(Task list)
(a) From the Civil War roundtable newsletter, set down everything from "For our first" down to "battles for Atlanta.".
(b) In the Civil War roundtable newsletter, what dates are given for this year's Civil War Institute summer conference?

(Extract provided)
Peter S. Carmichael is the Robert C. Fluhrer Professor of Civil War Studies at Gettysburg College and the Director of the Civil War Institute. Peter’s books include: Lee’s Young Artillerist: William R.J. Pegram, and, Audacity Personified: The Generalship of Robert E. Lee. His lecture to be given at the March 15, 2021 Virtual meeting of the Round Table will be about his most recent book: The War for the Common Soldier: How Men Thought, Fought, and Survived the Civil War Armies. ■
President’s Report
With Peter Carmichael speaking at the March virtual meeting, a word should be said about the upcoming summer conference of the Civil War Institute at Gettysburg College. Held for four days every June for the last thirty-five years, the Civil War Institute brings together leading historians and great audiences for battlefield tours, small group discussions, lectures, and roundtable conversations about the Civil War era. Lodging and meals are traditionally held on the two hundred-acre college campus. This year the conference will be held from June 10th through June 13th.
Among the speakers, in addition to Peter, will be Gary W. Gallagher, Carol Reardon, Keith Bohannon, Jennifer Murray, John Hennessy, and many more, including yours truly. Battlefield tours of various aspects of the Battle of Gettysburg, including following the footsteps of individual Union and Confederate regiments in notable attacks on July 1, 2, and 3, 1863, will be offered. The Civil War Institute is a must for those seriously interested in the Civil War. See you in Gettysburg! ■
The members of the Kentucky Civil War Roundtable heard a wonderful lecture in November by Gordon Jones. He spoke about the great Cyclorama of the July 22, 1864 Battle of Atlanta. Gordon refused to accept an honorarium for his talk, and consequently, the Executive Committee unanimously voted to make him an Honorary Member of the Roundtable, an honor bestowed upon very few individuals. If you were not able to see his presentation, it has been uploaded to our website. Please feel free to view it from there.
For our first Speaker of the 2021 Season, Dr. Stephen Davis of Atlanta will address the Roundtable on Monday, January 25, 2021 at 7:00 PM by means of Zoom. Complimenting Gordon’s talk, Steve will speak about the magnificent photographs taken by George N. Barnard during the occupation of Atlanta by General William T. Sherman’s army in the summer of 1864, the subject of one of his recent books.
Steve is a graduate of Emory University where he studied history under the renowned Civil War historian, Bell Irvin Wiley. Steve received his master’s degree in history from the University of North Carolina and his doctorate degree in Civil War history and Southern literature from Emory University in Atlanta. Steve has taught history and has lectured widely on the campaign and battles for Atlanta.

(Information shown)
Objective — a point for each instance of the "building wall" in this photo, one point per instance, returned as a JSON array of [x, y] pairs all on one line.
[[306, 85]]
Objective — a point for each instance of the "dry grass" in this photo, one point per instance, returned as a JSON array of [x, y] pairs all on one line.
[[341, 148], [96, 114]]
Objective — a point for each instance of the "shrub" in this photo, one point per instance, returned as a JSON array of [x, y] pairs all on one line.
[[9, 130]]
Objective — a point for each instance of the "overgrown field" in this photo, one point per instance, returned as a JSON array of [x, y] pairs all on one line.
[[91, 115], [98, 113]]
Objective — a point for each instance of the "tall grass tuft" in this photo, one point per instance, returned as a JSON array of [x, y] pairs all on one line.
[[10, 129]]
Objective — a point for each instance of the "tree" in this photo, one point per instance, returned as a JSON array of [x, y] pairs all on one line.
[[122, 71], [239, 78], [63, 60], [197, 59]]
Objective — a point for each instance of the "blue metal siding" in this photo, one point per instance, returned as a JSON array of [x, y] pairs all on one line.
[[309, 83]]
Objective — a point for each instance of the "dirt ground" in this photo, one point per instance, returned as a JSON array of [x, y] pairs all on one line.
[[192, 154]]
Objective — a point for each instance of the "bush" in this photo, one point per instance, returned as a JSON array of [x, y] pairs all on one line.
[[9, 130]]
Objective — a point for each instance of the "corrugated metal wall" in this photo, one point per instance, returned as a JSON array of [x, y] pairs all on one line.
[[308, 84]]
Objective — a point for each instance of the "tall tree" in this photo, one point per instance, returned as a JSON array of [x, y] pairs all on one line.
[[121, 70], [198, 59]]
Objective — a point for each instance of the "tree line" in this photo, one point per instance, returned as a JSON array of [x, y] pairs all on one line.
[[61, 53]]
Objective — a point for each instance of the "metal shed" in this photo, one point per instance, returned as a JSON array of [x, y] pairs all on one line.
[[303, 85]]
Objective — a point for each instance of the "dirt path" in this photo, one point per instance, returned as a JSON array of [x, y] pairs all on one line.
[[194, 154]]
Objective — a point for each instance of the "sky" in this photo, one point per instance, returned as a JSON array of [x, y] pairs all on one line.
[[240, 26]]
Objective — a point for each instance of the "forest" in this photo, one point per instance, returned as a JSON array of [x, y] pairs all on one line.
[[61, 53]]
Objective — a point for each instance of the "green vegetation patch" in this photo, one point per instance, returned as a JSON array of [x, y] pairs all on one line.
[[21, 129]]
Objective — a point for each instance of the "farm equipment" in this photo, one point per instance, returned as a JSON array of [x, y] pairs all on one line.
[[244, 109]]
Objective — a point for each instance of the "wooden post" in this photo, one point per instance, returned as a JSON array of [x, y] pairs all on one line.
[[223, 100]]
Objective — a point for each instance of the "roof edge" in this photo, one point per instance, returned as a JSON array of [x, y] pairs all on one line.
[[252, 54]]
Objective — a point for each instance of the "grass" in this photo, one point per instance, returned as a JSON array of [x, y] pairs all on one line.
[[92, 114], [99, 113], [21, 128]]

(Task-by-task outputs)
(a)
For our first Speaker of the 2021 Season, Dr. Stephen Davis of Atlanta will address the Roundtable on Monday, January 25, 2021 at 7:00 PM by means of Zoom. Complimenting Gordon’s talk, Steve will speak about the magnificent photographs taken by George N. Barnard during the occupation of Atlanta by General William T. Sherman’s army in the summer of 1864, the subject of one of his recent books.
Steve is a graduate of Emory University where he studied history under the renowned Civil War historian, Bell Irvin Wiley. Steve received his master’s degree in history from the University of North Carolina and his doctorate degree in Civil War history and Southern literature from Emory University in Atlanta. Steve has taught history and has lectured widely on the campaign and battles for Atlanta.

(b) June 10th through June 13th.